■ EXERCISE REQUIREMENTS ■
In the records below, find the line containing "the shirt button", then extract that line and all subsequent lines exactly, leaving out everything else.
● ● ●
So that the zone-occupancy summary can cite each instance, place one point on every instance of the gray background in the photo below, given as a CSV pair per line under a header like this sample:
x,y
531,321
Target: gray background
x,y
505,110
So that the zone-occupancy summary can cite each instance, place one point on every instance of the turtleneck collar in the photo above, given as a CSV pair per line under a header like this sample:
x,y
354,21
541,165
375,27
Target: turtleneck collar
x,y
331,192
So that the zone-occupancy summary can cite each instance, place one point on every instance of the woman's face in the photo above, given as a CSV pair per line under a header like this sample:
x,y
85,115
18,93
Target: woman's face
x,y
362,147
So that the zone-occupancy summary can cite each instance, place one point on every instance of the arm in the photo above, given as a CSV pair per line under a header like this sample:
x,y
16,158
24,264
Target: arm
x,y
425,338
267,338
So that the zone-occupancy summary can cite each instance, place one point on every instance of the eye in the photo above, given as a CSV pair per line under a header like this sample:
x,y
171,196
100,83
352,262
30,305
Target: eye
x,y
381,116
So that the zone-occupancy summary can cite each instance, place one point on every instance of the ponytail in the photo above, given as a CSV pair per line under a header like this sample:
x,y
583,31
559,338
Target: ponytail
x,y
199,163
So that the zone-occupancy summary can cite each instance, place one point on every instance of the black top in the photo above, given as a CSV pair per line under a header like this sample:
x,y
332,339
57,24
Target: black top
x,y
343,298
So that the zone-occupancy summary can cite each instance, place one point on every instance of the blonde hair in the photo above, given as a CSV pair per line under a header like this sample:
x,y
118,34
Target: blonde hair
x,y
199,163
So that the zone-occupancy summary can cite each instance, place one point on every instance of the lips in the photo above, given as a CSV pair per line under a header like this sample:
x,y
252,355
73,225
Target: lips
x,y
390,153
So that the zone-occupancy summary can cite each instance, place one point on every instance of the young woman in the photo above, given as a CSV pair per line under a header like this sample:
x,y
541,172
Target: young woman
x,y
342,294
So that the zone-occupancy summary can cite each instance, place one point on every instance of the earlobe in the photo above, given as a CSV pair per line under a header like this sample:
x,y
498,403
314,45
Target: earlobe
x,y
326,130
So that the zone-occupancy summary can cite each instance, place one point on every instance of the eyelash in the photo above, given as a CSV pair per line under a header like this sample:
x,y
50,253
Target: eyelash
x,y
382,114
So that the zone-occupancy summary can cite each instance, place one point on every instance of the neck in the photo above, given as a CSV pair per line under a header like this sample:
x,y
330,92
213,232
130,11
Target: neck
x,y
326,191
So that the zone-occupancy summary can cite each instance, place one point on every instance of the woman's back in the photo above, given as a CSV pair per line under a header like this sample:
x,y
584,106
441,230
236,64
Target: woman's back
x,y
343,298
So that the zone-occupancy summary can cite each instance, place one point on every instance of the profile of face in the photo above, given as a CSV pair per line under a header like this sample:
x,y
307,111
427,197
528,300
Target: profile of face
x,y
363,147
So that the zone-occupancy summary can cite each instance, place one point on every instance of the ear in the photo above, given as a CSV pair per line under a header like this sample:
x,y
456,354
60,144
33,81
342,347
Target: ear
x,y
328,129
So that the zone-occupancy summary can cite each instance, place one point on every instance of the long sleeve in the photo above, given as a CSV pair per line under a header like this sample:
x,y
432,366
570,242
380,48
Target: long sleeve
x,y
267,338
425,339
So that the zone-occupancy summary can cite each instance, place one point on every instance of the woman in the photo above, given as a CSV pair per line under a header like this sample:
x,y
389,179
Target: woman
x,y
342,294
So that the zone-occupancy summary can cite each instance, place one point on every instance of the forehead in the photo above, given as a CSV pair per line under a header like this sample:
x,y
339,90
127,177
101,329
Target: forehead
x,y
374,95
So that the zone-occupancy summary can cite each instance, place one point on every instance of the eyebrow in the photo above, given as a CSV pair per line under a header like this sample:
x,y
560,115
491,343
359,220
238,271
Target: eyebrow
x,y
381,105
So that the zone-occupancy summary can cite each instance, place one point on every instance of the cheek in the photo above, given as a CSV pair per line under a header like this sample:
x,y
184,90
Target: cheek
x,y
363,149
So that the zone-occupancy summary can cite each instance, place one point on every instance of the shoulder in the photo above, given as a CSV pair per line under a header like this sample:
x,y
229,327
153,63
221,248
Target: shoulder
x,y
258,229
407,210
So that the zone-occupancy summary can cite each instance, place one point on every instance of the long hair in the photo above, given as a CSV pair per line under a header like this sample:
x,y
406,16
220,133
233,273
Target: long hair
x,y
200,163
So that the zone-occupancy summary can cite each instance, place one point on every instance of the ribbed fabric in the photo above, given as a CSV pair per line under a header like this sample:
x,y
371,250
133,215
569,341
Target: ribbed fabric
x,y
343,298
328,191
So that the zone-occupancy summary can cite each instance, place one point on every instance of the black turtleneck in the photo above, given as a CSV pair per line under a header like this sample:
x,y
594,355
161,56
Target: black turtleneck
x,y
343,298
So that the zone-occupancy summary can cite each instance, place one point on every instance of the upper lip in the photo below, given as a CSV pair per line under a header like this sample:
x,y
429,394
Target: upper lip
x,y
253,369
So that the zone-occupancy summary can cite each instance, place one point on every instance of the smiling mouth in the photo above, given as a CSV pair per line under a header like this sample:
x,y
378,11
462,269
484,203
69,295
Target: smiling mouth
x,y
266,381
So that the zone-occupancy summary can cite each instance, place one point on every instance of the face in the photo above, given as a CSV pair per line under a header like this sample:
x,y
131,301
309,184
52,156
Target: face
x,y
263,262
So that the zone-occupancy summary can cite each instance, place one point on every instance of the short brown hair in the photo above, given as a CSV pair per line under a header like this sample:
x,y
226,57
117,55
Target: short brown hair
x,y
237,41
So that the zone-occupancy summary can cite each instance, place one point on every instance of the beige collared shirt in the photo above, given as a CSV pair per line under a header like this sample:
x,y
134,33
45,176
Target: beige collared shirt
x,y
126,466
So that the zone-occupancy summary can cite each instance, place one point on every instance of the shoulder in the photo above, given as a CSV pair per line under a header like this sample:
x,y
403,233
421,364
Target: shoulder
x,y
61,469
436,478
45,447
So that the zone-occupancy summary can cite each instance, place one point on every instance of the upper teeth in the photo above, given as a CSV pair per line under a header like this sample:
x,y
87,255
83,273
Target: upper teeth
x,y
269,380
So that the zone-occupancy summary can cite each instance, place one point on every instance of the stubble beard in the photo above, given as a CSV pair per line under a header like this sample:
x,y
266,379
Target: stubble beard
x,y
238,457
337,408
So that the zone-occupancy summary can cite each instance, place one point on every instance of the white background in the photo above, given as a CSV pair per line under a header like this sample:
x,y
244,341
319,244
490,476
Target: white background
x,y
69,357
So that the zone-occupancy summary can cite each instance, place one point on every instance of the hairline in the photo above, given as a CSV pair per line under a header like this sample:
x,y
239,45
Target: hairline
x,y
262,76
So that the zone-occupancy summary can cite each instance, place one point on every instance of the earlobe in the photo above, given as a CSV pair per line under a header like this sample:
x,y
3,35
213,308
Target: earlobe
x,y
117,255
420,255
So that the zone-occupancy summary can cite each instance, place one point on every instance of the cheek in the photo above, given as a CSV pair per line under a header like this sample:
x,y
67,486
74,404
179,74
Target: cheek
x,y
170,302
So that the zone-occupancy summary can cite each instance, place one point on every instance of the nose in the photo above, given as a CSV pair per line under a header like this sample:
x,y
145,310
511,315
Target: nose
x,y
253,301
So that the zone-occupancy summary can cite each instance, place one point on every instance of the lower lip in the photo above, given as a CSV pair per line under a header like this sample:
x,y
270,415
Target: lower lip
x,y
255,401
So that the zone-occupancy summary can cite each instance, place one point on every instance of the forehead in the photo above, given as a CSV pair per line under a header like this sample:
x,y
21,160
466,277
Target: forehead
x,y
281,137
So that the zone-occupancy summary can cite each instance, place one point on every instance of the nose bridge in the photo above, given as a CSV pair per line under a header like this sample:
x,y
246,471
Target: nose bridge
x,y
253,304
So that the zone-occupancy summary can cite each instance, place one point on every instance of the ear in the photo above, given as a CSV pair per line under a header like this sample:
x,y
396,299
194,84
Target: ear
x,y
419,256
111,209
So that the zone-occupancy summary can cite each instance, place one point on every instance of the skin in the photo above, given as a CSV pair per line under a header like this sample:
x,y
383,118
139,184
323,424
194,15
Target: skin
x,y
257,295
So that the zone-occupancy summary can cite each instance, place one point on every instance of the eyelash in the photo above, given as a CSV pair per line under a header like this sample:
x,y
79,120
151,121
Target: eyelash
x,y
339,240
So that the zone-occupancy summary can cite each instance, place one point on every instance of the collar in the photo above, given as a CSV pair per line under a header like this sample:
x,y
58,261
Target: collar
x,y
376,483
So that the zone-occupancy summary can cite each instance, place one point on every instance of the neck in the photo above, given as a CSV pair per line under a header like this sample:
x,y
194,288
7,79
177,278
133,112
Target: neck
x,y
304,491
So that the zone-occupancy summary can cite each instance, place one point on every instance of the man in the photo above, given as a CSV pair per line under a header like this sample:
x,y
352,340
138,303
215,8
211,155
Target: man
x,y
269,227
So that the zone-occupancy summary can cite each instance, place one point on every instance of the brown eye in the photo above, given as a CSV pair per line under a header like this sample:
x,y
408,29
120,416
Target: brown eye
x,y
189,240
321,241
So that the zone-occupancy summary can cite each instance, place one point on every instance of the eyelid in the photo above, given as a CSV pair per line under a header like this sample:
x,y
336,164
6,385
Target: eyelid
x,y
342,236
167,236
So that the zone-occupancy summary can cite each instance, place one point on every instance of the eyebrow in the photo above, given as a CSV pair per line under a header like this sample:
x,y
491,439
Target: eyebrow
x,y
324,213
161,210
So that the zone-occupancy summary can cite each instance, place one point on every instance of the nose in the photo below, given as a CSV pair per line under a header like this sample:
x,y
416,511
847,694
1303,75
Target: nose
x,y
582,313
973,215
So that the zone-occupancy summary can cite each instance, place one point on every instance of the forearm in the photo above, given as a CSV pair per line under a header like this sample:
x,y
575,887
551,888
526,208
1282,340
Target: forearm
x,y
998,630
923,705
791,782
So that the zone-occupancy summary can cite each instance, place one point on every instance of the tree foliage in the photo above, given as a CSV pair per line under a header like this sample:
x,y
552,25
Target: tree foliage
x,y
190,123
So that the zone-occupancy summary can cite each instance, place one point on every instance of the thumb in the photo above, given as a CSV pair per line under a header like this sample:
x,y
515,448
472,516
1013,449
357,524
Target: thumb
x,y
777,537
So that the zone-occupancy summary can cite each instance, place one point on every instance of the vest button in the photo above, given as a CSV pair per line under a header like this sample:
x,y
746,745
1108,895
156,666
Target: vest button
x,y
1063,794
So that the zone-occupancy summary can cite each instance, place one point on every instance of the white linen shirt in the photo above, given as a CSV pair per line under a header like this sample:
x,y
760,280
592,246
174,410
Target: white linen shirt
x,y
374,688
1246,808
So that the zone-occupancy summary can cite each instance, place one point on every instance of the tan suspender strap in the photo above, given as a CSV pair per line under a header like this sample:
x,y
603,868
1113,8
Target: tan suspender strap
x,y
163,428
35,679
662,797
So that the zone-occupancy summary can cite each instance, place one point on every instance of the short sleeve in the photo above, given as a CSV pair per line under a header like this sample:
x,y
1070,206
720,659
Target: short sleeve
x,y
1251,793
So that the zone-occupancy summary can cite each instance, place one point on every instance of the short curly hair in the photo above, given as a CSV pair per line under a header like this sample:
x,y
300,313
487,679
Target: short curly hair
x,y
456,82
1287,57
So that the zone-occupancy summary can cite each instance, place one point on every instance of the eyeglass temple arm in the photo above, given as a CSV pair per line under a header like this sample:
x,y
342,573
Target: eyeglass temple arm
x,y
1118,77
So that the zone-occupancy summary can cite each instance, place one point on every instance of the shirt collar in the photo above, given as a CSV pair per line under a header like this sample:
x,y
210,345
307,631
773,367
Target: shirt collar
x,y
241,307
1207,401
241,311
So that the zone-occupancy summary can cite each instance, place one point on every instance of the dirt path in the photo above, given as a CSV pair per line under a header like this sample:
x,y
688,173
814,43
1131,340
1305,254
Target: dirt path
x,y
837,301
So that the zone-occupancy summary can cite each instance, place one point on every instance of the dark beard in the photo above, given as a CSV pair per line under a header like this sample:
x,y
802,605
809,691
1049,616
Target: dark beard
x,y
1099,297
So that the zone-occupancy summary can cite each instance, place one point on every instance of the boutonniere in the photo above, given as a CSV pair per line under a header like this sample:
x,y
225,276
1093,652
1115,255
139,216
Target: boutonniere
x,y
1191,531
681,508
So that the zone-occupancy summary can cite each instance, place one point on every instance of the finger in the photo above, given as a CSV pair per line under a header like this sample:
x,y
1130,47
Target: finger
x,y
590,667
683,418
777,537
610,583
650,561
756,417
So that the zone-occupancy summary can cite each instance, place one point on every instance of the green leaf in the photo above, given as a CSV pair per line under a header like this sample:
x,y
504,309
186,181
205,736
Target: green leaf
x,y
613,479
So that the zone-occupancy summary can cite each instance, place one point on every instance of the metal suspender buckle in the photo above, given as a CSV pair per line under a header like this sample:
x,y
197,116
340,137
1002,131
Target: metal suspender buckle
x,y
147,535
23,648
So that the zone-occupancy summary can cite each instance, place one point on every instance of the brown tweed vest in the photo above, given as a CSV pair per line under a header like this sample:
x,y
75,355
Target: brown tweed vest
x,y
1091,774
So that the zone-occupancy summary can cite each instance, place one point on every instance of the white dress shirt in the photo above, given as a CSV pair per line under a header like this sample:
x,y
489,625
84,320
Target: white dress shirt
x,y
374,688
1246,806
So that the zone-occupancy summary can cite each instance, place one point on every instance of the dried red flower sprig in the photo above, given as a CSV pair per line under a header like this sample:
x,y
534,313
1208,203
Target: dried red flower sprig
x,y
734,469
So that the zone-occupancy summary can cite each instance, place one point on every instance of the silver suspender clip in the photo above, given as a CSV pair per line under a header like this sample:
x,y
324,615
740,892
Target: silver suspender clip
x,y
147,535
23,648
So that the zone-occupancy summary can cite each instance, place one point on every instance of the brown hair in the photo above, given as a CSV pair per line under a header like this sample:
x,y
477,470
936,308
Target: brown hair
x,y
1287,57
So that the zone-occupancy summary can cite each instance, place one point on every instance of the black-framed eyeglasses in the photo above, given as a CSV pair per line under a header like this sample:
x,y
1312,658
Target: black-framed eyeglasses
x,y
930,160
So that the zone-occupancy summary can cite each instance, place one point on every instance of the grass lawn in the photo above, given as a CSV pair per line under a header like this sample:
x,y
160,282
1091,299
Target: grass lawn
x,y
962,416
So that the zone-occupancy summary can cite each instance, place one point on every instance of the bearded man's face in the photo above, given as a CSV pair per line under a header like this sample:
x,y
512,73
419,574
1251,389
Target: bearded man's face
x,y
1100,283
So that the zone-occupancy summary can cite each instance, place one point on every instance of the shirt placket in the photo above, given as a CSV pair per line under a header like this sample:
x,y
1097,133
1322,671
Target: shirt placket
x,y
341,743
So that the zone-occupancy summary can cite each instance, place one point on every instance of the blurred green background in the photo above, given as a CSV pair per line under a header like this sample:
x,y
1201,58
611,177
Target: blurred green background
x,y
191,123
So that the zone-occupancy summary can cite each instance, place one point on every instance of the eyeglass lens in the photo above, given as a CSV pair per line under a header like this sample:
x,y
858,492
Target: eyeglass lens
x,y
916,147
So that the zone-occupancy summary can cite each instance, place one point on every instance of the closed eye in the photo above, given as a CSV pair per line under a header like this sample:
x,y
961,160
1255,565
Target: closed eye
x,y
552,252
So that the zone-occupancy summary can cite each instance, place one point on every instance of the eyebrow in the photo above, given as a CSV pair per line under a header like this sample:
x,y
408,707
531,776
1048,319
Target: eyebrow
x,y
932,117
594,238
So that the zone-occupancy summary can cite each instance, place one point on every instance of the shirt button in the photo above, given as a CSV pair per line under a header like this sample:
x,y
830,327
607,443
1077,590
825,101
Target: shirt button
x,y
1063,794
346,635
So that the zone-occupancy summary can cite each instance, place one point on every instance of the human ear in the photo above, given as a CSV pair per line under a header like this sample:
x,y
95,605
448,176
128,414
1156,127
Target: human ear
● ● ●
■ SOLUTION BELOW ■
So that the zone-occupancy summary can cite each instance, place one point on every instance of the shirt button in the photo above, given as a CSV pair per line under a header like this sample:
x,y
830,327
607,443
1077,590
825,101
Target: shirt button
x,y
1063,794
346,635
So that the zone-occupancy summary can cite each instance, place one point on every instance of the human ear in the photo above, given as a CSV pair per line under a header like this sample:
x,y
95,605
448,176
128,414
1156,127
Target: human ear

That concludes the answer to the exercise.